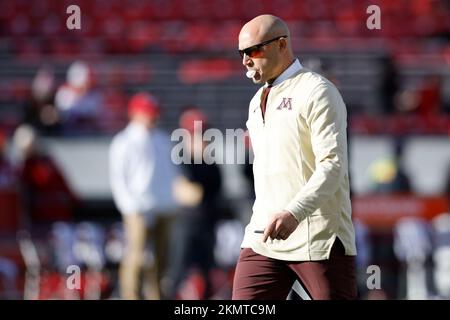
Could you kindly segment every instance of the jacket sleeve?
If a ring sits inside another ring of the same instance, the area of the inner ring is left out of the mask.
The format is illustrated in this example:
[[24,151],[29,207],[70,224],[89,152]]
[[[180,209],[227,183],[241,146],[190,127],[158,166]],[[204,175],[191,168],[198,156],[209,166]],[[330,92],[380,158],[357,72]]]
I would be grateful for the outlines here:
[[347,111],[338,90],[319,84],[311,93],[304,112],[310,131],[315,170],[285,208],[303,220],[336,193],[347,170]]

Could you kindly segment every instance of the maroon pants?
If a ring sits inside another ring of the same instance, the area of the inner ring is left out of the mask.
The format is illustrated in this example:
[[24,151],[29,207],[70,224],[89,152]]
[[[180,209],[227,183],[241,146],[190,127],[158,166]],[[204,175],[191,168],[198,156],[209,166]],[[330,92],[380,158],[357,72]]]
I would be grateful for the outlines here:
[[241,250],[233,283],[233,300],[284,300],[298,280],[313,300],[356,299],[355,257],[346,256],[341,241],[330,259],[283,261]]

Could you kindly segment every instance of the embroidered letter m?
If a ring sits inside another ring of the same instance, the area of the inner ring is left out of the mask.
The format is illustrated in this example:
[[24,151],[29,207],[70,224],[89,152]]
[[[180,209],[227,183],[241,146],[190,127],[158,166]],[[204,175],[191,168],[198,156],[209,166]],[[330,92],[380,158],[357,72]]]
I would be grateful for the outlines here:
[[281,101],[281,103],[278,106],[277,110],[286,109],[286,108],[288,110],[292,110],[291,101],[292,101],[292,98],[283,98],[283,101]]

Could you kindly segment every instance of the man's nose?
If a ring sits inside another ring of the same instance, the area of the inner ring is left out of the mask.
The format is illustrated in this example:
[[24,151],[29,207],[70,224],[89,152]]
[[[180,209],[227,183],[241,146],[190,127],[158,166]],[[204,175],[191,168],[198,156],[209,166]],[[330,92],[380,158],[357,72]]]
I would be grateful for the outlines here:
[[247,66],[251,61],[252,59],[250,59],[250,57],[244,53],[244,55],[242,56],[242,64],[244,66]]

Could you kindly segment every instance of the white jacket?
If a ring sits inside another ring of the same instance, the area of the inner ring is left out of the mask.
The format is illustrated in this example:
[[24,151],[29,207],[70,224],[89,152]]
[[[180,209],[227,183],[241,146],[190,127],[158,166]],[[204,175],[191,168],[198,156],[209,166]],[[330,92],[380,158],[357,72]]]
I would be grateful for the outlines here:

_TASK TO COMPLETE_
Going through the entries above line by line, work out how many lines include the word "segment". Only the number is required.

_RESPONSE TO THE TASK_
5